It is the responsibility of the government of the day to make the case for decisions over war and peace, yet David Cameron isn't doing enough in relation to Afghanistan. Significant events pass without comment. Silence may reflect a quiet confidence, but that may be misplaced.
Military action was taken after the devastating events of 9/11. A powerful coalition of nations stood against a belief system that mobilises the murder of those who hold the values of tolerance and liberty. Inaction was not an option. We acted in national self-defence to build a sustainable, democratic government in a more secure land. This was not about nation-building, but about preventing Afgh- anistan from again becoming an incubator for extremism. Our aim is not to build Hampshire in Helmand, but it is, in part, to ensure that Helmand does not come to Hampshire. Al-Qa'ida has been severely weakened and the achievements, for example the size of the Army, are real. Progress, however, is not irreversible.
Serious challenges remain. Western nations are unilaterally announcing divergent dates for withdrawal. There has been a collapse of US-Pakistan and Kabul-Islamabad relations. The recent Bonn Conference was widely perceived to be a failure. A recent Nato study of interrogations of Taliban prisoners starkly outlined their strength. Examples of deadly infiltration of Afghan forces are increasingly familiar, and there is widespread worry they are ill-prepared to take responsibility for the security of whole country, as well as that of British non-combat forces post 2014.
There are some, including this newspaper, who argue that we should have withdrawn by now. While I do not doubt the sincerity of that demand, I doubt its merit, and we agree with the timetable that has been set. Early withdrawal would be as dangerous as a "cliff- edge" departure, which could threaten the nation's fragile fortunes. It is a real worry, therefore, that the Government has moved from a conditions-led to calendar-driven withdrawal strategy. While endorsing the date for the pull-out, we do not endorse the passive manner with which it is being approached by ministers. There is too much to be done between now and 2014. Post-2014 planning rather than the pace of our exit will determine success.

***

**WORK TO COMPLETE**.
- a) In the piece on Afghanistan, which conference was widely seen as a failure?
- b) Copy word for word the stretch of the Afghanistan piece that starts at "Military action was" and stops after "is not irreversible.".

**STORED DATA**.
***

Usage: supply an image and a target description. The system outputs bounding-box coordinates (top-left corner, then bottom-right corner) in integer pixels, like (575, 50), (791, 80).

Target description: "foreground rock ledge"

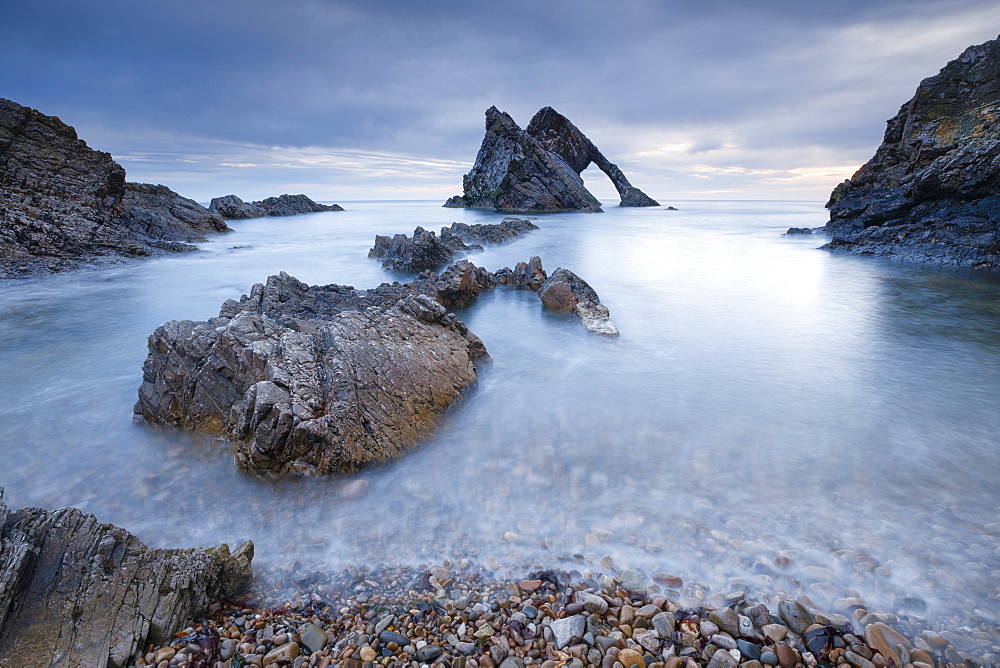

***

**SOLUTIONS PER TASK**.
- a) The recent Bonn Conference was widely perceived to be a failure.

- b)
Military action was taken after the devastating events of 9/11. A powerful coalition of nations stood against a belief system that mobilises the murder of those who hold the values of tolerance and liberty. Inaction was not an option. We acted in national self-defence to build a sustainable, democratic government in a more secure land. This was not about nation-building, but about preventing Afgh- anistan from again becoming an incubator for extremism. Our aim is not to build Hampshire in Helmand, but it is, in part, to ensure that Helmand does not come to Hampshire. Al-Qa'ida has been severely weakened and the achievements, for example the size of the Army, are real. Progress, however, is not irreversible.